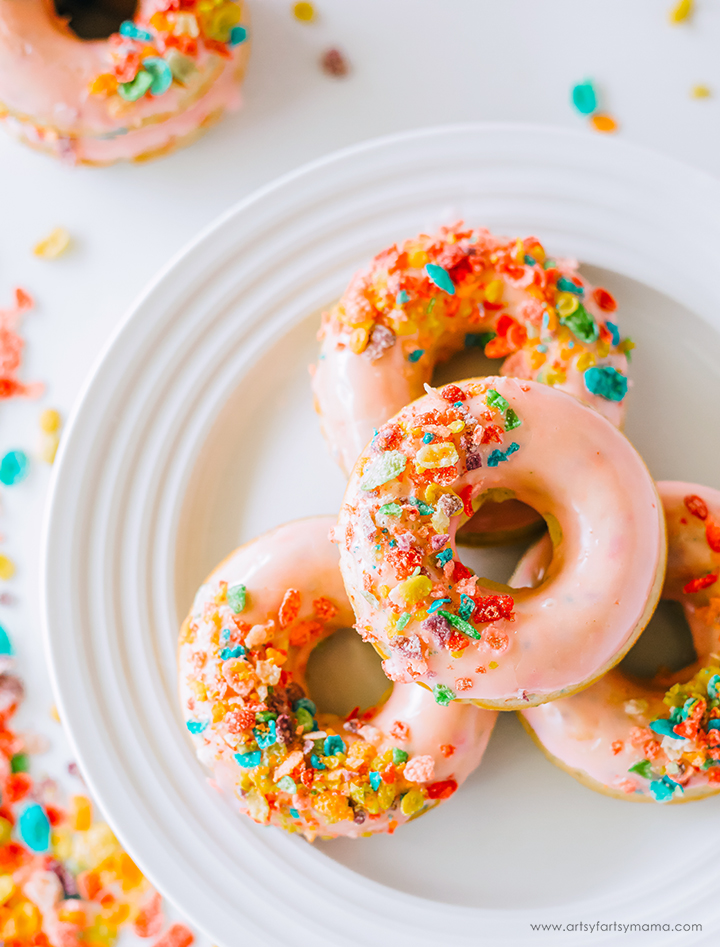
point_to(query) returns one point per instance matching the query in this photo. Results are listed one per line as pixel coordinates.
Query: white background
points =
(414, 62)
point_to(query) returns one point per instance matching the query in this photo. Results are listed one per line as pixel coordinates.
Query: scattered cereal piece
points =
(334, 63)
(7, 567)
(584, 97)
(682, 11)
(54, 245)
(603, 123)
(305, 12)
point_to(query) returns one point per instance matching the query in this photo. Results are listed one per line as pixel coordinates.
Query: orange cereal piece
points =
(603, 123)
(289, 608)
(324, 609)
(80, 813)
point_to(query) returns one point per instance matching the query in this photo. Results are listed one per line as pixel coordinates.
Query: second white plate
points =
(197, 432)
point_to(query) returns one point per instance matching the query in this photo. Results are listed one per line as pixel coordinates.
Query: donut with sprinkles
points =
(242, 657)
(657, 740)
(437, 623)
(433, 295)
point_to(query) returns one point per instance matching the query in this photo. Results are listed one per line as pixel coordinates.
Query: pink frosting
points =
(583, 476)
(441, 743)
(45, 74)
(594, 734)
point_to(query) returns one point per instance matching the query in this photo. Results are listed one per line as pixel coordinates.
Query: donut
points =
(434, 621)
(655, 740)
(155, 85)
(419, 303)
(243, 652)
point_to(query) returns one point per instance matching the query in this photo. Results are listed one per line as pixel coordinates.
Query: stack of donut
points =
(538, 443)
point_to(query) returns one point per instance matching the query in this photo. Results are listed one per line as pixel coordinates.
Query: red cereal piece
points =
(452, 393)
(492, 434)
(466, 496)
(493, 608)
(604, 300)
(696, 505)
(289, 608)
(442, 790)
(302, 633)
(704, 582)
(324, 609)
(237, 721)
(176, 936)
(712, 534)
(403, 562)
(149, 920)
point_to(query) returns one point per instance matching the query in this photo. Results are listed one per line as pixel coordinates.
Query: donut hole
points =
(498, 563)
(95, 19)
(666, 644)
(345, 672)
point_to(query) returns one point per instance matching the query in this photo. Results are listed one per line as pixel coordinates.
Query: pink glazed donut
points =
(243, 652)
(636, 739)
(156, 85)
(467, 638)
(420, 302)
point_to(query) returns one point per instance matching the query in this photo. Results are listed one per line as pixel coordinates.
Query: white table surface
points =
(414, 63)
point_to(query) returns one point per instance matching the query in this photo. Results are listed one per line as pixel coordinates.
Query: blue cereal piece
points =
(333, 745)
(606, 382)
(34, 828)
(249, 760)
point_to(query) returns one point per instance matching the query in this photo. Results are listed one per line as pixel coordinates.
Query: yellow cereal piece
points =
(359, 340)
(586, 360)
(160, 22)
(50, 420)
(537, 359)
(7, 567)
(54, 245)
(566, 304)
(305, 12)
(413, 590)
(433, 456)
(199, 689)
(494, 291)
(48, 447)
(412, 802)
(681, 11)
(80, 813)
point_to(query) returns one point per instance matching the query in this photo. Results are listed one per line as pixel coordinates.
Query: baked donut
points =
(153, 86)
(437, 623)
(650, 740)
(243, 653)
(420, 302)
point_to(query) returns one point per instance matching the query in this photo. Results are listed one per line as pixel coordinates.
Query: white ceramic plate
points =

^^^^^^^^

AIM:
Exactly reproduce each record, leaving out any pictures.

RESULT OF THIS TASK:
point_to(query) returns one point per instance matching the query in this photo. Results are listed one per line as pixel coordinates.
Query: white background
points =
(414, 62)
point_to(query) returns one point per instance matching the query in this photo. Results are listed one per line as pixel coordinates.
Query: scattered cereal piece
points =
(334, 63)
(7, 567)
(584, 97)
(682, 11)
(54, 245)
(603, 123)
(305, 12)
point_to(query) returns one point per instance matching the query in this photo. Results are listed one per line as pixel coordinates.
Query: orange cereal piece
points =
(603, 123)
(289, 608)
(324, 609)
(80, 813)
point_to(query) returns one point per instance matching the query in this photo. Results are listed one per line as pixel coordinates.
Query: second white plate
points =
(197, 432)
point_to(query) returns one point per instance matching the query in this photo. Results are listed one per line as pixel coordinates.
Query: donut with sprinkles
points =
(242, 657)
(657, 740)
(437, 623)
(433, 295)
point_to(query) returns one point per instance matching the query in this photo. Results are listed one per line as pixel coordinates.
Query: pink frosting
points =
(583, 476)
(441, 743)
(45, 74)
(594, 734)
point_to(query) returns one point per instance matching the query in this photo. Results are listed one per line as pixel coordinates.
Query: donut
points =
(434, 621)
(655, 740)
(155, 85)
(419, 303)
(243, 652)
point_to(query) returns one point per instance matching the query in this photo. Results are listed one per line as pixel coordinates.
Query: stack of donut
points =
(538, 443)
point_to(query) returns one point per instance matching the query in this photo. Results are listed one per line as pixel coordinates.
Query: red cereal piece
points =
(452, 393)
(492, 434)
(466, 496)
(493, 608)
(604, 300)
(696, 505)
(289, 608)
(442, 790)
(302, 633)
(704, 582)
(324, 609)
(237, 721)
(176, 936)
(712, 534)
(403, 562)
(149, 920)
point_to(query) returns one point per instance matching the query in this photo. Results are listed one per line as pixel coordinates.
Query: donut hole
points =
(498, 563)
(95, 19)
(666, 644)
(345, 672)
point_to(query) returns one point per instance matching the query in this photo. Results are listed one per line as pixel coordinates.
Query: pink glazed donut
points =
(243, 652)
(636, 739)
(156, 85)
(467, 638)
(420, 302)
point_to(query) returns one point per instance matching the query in this photo. Results are listed one per line as pixel coordinates.
Query: white table surface
points =
(414, 63)
point_to(query) returns one point per instance matching the query in this photo. Results are listed one per line as pixel coordinates.
Query: blue cereal piece
points =
(333, 745)
(606, 382)
(34, 828)
(249, 760)
point_to(query) returns one point per instance matching the query in this photo. Results are listed one per line as pixel coordinates.
Query: yellow cereal piece
points =
(359, 340)
(586, 360)
(160, 22)
(50, 420)
(537, 359)
(7, 567)
(54, 245)
(566, 304)
(305, 12)
(413, 590)
(433, 456)
(199, 689)
(494, 291)
(48, 447)
(412, 802)
(681, 11)
(80, 813)
point_to(query) returns one point per instance matching the query in this photo. Results are listed one per line as pixel coordinates.
Query: baked donut
points =
(153, 86)
(437, 623)
(650, 740)
(243, 653)
(420, 302)
point_to(query) returns one point per instance matching the query in this photo. Results are listed one per line as pixel coordinates.
Query: white ceramic plate
points =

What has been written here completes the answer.